## Stated problem A
Select each line in the rows that contains the string "wheel" and copy it out. Case matters.

## Excerpt provided

-=-=-

There appears to be a gap between founder and VC compensation. New VC models are emerging which may change this. Or not. What do you think?

Jonathan Abrams of Nuzzel set off an interesting conversation on Twitter about founder and VC compensation recently. It’s not a topic you see discussed often so I thought some elements were worth highlighting.

The conversation began due to a line from this article in Harvard Business Review titled “VCs get paid very well to lose money” by Diane Mulcahy (holy clickable title):

“Several VCs support the idea that entrepreneurs should be paid $100k (or less) per year until their companies are profitable. What if LPs structured VC compensation that way?”

Within the convo is some more data from Sand Hill Econometrics which found that

“When adjusted for risk, the payoff for an entrepreneur taking venture capital money was no better, on average, than taking a salaried job for a person of similar background.”

Given this apparent dichotomy, it’s been interesting to see some of the newer funds emerge which are trying to do things a bit differently. Think Felicis, which recently said it would vote in-line with its portfolio founders, or Kent Goldman’s Upside Partnership, which is sharing carry with founders.

So we wonder, is the misalignment between VCs and entrepreneurs really as big as suggested above?  And if yes, what models are emerging, if any, to address this? And are these new models real substantive changes or just marketing?

Would love to hear your thoughts in the comments.

-=-=-

## Stated problem B
Write the next part of the post on founder and VC compensation, starting after its final sentence.

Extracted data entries

-=-=-

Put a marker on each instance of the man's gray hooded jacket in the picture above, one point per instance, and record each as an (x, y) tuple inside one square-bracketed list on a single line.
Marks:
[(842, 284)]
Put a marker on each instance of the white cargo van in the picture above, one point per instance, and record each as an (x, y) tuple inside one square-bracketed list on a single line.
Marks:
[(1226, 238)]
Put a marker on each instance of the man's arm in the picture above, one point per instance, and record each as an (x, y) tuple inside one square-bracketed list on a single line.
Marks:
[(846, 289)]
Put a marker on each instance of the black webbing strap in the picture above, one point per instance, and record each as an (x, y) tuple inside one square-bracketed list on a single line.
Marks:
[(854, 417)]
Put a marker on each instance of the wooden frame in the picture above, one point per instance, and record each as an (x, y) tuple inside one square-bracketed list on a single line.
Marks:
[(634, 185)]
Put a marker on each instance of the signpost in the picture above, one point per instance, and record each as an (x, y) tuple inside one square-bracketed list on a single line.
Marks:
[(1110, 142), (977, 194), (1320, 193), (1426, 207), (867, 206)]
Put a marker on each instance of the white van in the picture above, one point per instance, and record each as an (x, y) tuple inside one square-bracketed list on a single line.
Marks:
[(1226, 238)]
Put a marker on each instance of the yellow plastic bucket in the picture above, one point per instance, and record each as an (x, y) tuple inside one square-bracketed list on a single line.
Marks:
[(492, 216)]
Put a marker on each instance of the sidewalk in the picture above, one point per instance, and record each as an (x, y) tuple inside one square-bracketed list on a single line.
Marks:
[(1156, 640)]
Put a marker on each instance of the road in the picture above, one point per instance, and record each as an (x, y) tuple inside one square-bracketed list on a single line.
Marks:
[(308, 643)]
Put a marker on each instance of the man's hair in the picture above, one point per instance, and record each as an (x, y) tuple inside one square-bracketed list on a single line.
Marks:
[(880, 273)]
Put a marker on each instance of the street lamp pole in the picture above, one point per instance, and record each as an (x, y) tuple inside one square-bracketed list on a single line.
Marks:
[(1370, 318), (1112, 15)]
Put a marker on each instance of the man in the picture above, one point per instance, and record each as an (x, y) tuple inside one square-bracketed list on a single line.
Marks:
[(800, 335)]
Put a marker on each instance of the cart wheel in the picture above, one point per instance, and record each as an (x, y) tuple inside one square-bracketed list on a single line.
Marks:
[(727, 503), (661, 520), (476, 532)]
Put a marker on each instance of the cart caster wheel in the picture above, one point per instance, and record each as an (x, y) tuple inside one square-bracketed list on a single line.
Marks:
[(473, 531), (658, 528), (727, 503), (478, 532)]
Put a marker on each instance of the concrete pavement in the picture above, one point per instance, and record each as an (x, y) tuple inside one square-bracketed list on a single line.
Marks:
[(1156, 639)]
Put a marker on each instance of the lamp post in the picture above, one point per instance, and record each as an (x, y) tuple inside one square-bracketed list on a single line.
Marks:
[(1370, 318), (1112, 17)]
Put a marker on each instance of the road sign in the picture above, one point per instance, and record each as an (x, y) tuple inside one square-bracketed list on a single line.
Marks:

-=-=-

## Answer A
Put a marker on each instance of the cart wheel in the picture above, one point per instance, and record each as an (x, y) tuple inside one square-bracketed list on a single line.
Put a marker on each instance of the cart caster wheel in the picture above, one point per instance, and record each as an (x, y) tuple inside one square-bracketed list on a single line.

## Answer B
  • http://www.camblain.com/ Jerome Camblain

    interesting newsletter

    Sharing carry or voting along with the founders are two different things, …both to attract the best startups:
    1) the clients of the VCs is therefore not the LP anymore, but the entrepreneur….unless VC’s are becoming marketplaces. In which case the chicken and the egg problem is newly resolved by attracting the entrepreneurs first to get the LPs coming- a real change.

    2) sharing the carry is a pressure on margin in a competitive business. You got to love this
    Unless it is a form of discount to attract startups on price, instead of on added value the VC will bring to the party…

    But voting along is a unrealistic commercial move that negates the investor’s added value to his/her LPs

    Congratulations for your business impact

  • Shri Bhashyam

    Great post. As the funds grow larger in size, VCs can continue to get fat off of management fees. But the dichotomy between founders and investors does not stop at cash comp. Consider equity exits as well. VCs want their hits and are often agnostic about which portfolio company delivers the hit, so they may (short-sightedly) push them all towards becoming a unicorn, along the way passing up great exits that would have been much more meaningful for the founder than the VC.

  • http://500startups.com/ Dave McClure

    full disclosure of VC fund performance and compensation would do wonders to improve overall behavior, performance, alignment of VCs & LPs.

    however, most funds hide behind SEC regulatory BS, other poor rationalizations for not disclosing.

    we intend to change that.

  • http://www.4044walnut.com Anand Sanwal

    Dave – love your style. Thanks for the comment.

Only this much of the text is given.